→ **What you will do**
Substitute "coarse mask" for every "rough mask" in the rows below, and give the rows again with nothing else changed. Leave the pictures out of your answer.

→ **Extracted data**

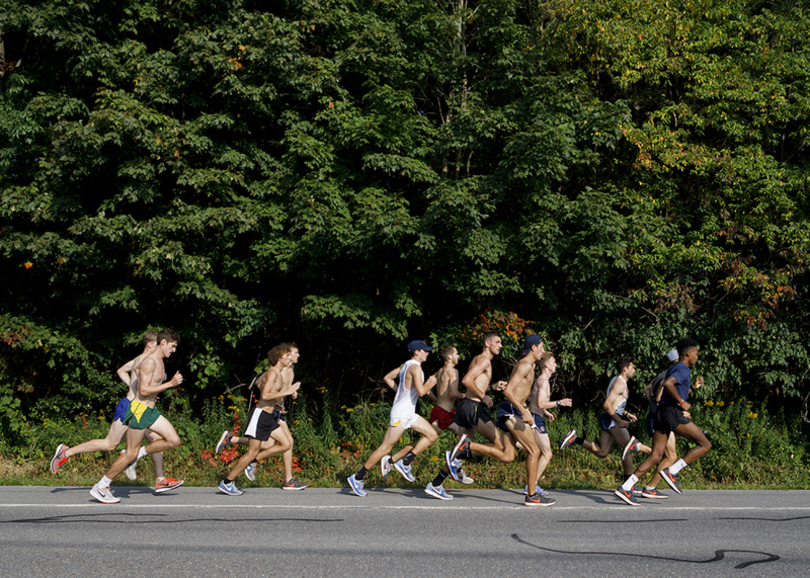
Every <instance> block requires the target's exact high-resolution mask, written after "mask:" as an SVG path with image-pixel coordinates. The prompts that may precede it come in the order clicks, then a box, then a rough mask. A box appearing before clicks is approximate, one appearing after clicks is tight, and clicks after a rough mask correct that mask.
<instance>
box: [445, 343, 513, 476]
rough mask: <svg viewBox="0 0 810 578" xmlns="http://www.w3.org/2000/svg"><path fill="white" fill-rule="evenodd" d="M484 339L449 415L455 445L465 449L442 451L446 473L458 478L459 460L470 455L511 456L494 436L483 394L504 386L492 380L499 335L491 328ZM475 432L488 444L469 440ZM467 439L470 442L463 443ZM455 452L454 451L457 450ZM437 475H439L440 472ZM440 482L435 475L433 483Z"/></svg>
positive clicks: (458, 473) (473, 434)
mask: <svg viewBox="0 0 810 578" xmlns="http://www.w3.org/2000/svg"><path fill="white" fill-rule="evenodd" d="M482 339H483V342H484V347H483V351H481V353H479V354H478V355H476V356H475V357H474V358H473V360H472V362H471V363H470V367H469V369H468V370H467V374H466V375H465V376H464V379H462V380H461V382H462V384H463V385H464V386H465V387H466V388H467V393H466V395H465V396H464V399H463V400H461V402H460V403H459V404H458V408H456V415H455V417H454V418H453V421H455V422H456V423H457V424H458V425H459V427H460V428H461V431H460V433H461V437H460V438H459V442H458V443H457V444H456V446H459V447H460V445H459V444H462V445H465V447H466V451H465V452H460V453H461V456H455V455H451V454H452V450H451V451H448V452H446V453H445V461H446V464H447V468H448V470H449V472H450V475H451V476H452V477H453V479H455V480H460V475H461V472H460V471H459V468H460V467H461V465H460V464H461V460H462V459H468V458H470V457H478V456H482V455H484V456H487V457H491V458H495V459H497V460H499V461H501V462H504V463H509V462H512V461H514V459H515V447H514V445H508V444H507V445H504V443H503V441H502V439H501V437H500V436H499V435H498V429H497V428H496V427H495V424H494V423H493V422H492V420H491V419H490V417H489V409H490V408H491V407H492V404H493V402H492V398H491V397H490V396H489V395H488V394H487V392H488V391H489V390H490V389H494V390H495V391H502V390H503V388H504V387H505V386H506V382H505V381H498V382H497V383H496V384H495V385H494V387H493V386H491V381H492V360H493V359H494V357H495V356H496V355H498V354H499V353H500V352H501V348H502V347H503V342H502V340H501V337H500V335H498V334H497V333H495V332H494V331H490V332H487V333H485V334H484V335H483V337H482ZM475 432H478V433H480V434H481V435H482V436H483V437H484V438H486V439H487V440H489V441H490V443H489V444H479V443H476V442H473V441H472V439H473V436H474V435H475ZM465 442H470V443H468V444H467V443H465ZM457 453H458V452H457ZM440 475H441V474H440ZM437 481H440V480H439V478H438V477H437V478H436V480H434V482H433V483H434V484H435V483H436V482H437Z"/></svg>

→ **Response area**
Every <instance> block requires the target's exact high-resolution mask, written after "mask:" as an SVG path with image-pixel coordinates. The prompts that may precede it come in the order clicks, then a box, then a coarse mask. A box appearing before clicks is approximate, one appearing after clicks is tight, and clicks after a coarse mask correct that mask.
<instance>
box: [445, 343, 513, 476]
coarse mask: <svg viewBox="0 0 810 578" xmlns="http://www.w3.org/2000/svg"><path fill="white" fill-rule="evenodd" d="M484 339L449 415L455 445L465 449L442 451L446 473L458 478L459 460L470 455L511 456L494 436L483 394L504 386L492 380L499 335L491 328ZM475 432L488 444L469 440ZM467 439L470 442L463 443ZM455 452L454 451L457 450ZM437 475H439L440 472ZM440 482L435 475L433 483Z"/></svg>
positive clicks: (458, 473) (473, 434)
mask: <svg viewBox="0 0 810 578" xmlns="http://www.w3.org/2000/svg"><path fill="white" fill-rule="evenodd" d="M482 339H483V342H484V347H483V351H481V353H479V354H478V355H476V356H475V357H474V358H473V360H472V362H471V363H470V367H469V369H468V370H467V374H466V375H465V376H464V379H462V380H461V382H462V384H463V385H464V386H465V387H466V388H467V393H466V395H465V396H464V399H463V400H461V402H460V403H459V404H458V408H456V415H455V417H454V418H453V421H455V422H456V423H457V424H458V425H459V427H460V428H461V431H460V433H461V437H460V438H459V442H458V443H457V444H456V446H459V447H460V445H459V444H462V445H465V447H466V451H465V452H460V453H461V456H455V455H451V454H452V450H451V451H448V452H446V453H445V461H446V464H447V468H448V470H449V472H450V475H451V476H452V477H453V479H455V480H460V475H461V472H460V471H459V468H460V467H461V465H460V464H461V460H462V459H468V458H470V457H478V456H482V455H484V456H487V457H491V458H495V459H497V460H499V461H501V462H504V463H509V462H512V461H514V459H515V447H514V445H508V444H507V445H504V443H503V441H502V439H501V437H500V436H499V435H498V429H497V428H496V427H495V424H494V423H493V422H492V420H491V419H490V417H489V409H490V408H491V407H492V404H493V402H492V398H491V397H490V396H489V395H488V394H487V392H488V391H489V390H490V389H494V390H495V391H502V390H503V388H504V387H505V386H506V382H505V381H498V382H497V383H496V384H495V385H494V387H493V386H491V381H492V360H493V359H494V357H495V356H496V355H498V354H499V353H500V352H501V348H502V347H503V342H502V340H501V337H500V335H498V334H497V333H495V332H494V331H490V332H487V333H485V334H484V335H483V337H482ZM475 432H478V433H480V434H481V435H482V436H483V437H484V438H486V439H487V440H489V441H490V443H489V444H479V443H476V442H473V441H472V439H473V436H474V435H475ZM465 442H470V443H468V444H467V443H465ZM457 453H458V452H457ZM440 475H441V474H440ZM437 481H440V480H439V478H438V477H437V478H436V480H434V482H433V483H434V484H435V483H436V482H437Z"/></svg>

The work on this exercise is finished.